- [Entries taken from a collection]
____
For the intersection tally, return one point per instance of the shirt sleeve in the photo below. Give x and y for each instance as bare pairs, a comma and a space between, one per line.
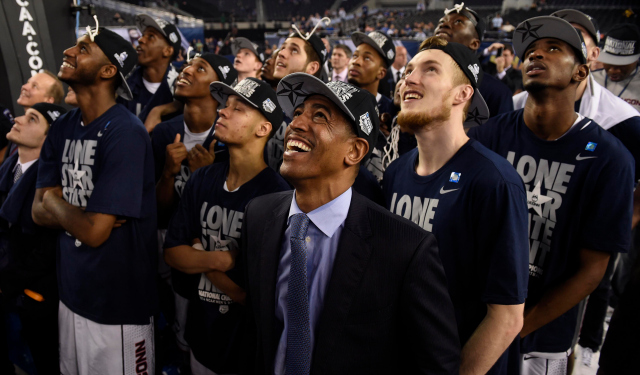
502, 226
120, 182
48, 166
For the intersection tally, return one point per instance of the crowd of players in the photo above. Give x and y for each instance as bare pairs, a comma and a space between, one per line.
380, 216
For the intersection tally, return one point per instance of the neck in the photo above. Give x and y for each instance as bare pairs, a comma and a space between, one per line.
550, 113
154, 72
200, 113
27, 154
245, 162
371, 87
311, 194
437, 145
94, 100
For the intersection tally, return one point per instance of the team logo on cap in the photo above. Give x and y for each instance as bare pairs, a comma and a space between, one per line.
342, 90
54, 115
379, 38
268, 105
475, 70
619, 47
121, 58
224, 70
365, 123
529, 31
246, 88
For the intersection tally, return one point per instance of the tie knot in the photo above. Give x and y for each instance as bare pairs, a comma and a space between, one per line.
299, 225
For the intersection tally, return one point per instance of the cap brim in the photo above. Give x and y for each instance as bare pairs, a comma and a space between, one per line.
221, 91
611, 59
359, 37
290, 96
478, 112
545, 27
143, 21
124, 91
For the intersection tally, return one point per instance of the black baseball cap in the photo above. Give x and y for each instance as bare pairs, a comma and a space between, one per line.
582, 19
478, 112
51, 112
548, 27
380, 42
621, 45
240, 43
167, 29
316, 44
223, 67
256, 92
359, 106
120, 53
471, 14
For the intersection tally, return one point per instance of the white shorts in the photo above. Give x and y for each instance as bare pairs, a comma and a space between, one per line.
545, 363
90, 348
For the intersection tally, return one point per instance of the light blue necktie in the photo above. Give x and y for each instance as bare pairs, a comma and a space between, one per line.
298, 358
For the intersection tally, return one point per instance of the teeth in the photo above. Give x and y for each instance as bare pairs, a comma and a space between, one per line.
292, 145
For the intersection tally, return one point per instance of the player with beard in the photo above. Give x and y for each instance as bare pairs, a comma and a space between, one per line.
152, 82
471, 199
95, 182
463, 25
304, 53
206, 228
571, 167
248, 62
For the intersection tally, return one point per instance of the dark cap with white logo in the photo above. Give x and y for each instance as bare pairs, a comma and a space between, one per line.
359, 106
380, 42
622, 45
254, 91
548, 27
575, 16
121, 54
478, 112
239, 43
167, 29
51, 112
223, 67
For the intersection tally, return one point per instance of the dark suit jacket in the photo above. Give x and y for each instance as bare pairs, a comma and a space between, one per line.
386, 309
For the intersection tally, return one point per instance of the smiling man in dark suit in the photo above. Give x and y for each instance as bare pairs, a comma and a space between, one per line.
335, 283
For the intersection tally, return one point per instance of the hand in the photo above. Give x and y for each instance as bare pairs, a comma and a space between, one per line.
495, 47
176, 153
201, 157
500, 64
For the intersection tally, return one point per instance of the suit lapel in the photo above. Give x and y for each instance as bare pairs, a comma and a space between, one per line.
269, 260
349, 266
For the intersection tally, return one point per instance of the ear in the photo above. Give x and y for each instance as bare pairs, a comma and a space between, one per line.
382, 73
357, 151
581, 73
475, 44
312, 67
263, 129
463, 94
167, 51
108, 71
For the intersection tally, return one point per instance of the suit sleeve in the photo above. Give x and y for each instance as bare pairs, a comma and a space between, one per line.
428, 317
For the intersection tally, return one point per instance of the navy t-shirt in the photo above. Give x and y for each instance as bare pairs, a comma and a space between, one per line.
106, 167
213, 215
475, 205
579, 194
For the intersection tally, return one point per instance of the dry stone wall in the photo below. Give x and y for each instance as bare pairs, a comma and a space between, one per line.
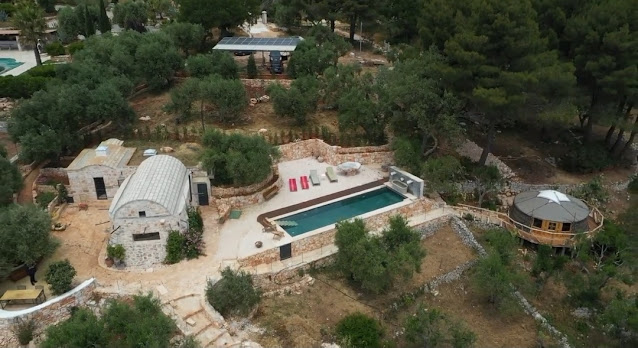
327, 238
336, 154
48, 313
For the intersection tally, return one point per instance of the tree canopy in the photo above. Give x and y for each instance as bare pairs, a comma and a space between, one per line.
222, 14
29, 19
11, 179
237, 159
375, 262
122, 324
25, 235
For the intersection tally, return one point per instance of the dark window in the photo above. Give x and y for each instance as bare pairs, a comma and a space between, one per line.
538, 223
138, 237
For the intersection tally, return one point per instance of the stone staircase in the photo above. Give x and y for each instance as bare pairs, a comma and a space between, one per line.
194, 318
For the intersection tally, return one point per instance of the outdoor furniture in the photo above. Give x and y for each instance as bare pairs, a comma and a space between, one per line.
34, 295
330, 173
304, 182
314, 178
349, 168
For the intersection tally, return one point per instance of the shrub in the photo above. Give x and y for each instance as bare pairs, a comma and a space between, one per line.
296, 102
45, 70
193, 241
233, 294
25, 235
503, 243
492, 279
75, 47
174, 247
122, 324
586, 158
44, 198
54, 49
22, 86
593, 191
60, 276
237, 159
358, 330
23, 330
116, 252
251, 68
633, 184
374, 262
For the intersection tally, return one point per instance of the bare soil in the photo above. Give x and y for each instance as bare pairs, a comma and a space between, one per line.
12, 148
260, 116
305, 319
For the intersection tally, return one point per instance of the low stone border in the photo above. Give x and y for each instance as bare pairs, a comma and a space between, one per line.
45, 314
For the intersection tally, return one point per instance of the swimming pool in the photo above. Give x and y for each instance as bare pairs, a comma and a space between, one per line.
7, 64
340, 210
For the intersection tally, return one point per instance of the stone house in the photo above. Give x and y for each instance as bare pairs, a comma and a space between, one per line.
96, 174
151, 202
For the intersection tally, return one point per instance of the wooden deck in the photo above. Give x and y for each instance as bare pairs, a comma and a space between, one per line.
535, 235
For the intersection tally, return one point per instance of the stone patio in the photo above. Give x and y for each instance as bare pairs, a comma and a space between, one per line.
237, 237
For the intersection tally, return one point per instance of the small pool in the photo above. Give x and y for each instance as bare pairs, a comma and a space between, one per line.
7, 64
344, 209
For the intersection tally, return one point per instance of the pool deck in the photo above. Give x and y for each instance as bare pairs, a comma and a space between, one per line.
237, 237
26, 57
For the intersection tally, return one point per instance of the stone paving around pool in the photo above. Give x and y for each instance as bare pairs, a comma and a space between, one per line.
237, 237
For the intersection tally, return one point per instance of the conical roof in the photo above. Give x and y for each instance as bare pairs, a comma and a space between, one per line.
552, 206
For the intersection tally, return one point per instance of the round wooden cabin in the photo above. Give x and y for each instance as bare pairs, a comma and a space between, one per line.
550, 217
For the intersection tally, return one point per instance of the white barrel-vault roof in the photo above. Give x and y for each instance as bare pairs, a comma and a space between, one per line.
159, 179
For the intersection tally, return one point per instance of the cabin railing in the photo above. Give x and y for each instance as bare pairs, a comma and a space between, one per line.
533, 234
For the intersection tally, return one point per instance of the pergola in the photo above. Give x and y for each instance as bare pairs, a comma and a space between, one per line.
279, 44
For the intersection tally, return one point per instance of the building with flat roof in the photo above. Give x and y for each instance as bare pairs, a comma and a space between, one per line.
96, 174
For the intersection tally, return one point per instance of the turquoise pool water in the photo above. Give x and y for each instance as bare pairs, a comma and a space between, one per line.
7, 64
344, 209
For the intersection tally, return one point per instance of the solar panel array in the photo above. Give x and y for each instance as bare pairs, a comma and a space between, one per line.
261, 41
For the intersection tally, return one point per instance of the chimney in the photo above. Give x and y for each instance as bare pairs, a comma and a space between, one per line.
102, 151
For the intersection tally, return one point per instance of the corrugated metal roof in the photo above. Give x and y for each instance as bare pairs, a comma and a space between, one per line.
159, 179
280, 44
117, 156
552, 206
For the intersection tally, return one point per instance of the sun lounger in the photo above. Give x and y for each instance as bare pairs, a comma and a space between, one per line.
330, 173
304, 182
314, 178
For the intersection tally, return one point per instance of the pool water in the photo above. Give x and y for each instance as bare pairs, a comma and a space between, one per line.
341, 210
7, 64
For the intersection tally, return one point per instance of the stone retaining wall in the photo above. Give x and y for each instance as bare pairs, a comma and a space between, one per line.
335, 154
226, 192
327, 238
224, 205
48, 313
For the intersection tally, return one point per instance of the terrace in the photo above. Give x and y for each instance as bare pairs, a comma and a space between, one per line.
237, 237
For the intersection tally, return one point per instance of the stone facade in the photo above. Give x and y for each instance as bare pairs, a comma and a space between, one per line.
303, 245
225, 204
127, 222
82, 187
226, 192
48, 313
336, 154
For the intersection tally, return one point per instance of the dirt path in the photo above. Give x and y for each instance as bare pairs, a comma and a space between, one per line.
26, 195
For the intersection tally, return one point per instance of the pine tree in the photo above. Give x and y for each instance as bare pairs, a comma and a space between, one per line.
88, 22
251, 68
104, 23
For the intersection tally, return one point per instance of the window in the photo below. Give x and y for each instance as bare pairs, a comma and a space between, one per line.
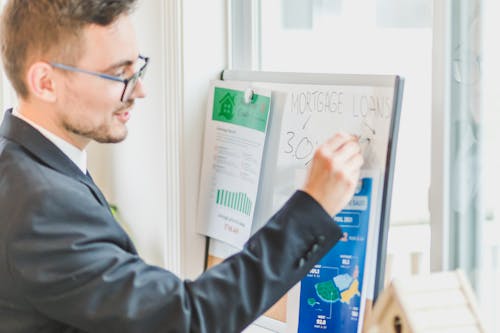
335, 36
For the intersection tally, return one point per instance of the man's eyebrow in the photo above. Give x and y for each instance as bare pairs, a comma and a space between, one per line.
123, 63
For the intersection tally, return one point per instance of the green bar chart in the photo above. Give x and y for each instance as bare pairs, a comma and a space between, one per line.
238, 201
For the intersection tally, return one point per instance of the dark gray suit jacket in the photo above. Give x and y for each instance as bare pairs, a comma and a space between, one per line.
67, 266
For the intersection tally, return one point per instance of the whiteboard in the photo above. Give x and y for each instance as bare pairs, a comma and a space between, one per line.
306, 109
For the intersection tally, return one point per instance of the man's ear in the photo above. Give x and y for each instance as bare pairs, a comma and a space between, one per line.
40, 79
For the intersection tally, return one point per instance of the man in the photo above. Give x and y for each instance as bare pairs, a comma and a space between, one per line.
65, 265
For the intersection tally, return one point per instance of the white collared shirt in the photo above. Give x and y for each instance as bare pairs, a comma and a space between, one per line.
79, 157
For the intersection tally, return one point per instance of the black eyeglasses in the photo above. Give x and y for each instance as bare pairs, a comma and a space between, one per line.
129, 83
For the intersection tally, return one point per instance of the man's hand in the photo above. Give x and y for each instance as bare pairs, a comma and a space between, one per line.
____
- [BRIEF]
Copy out the lines from the line containing "of the whiteboard" to the end of the listing above, without alteration.

- [TASK OUTPUT]
For the intersection tally, return one point per instance of the whiteboard in the photo above. Give x and y for each instance as bare pairs, a comma and a space between, one per line.
306, 109
For the intersection tally, return one point per instance of the man's ear in the photo above. Give x and y for each instance as bare pairs, a comma and a space between, one per line.
40, 79
For the intersection tally, return one point per instance of the man in the photo above. Give x and y for each instance as bare pairs, a comma and a space between, one per line.
65, 265
For the intersection tally, return one point per instance of the white collared shirt in the photo above. Give x and y for each instance as bare pairs, a comma and a space between, one per line.
79, 157
For the intersection tally, return one point per instance of the black eyeglasses in the photo above. Give x and y for each instance as bare pairs, a comma and a space between, one per line.
129, 83
For the intersection tally, return one point per instance of the man's hand in the photo above. Give x and y for each instance as bare pairs, a comma and a space between, one per line.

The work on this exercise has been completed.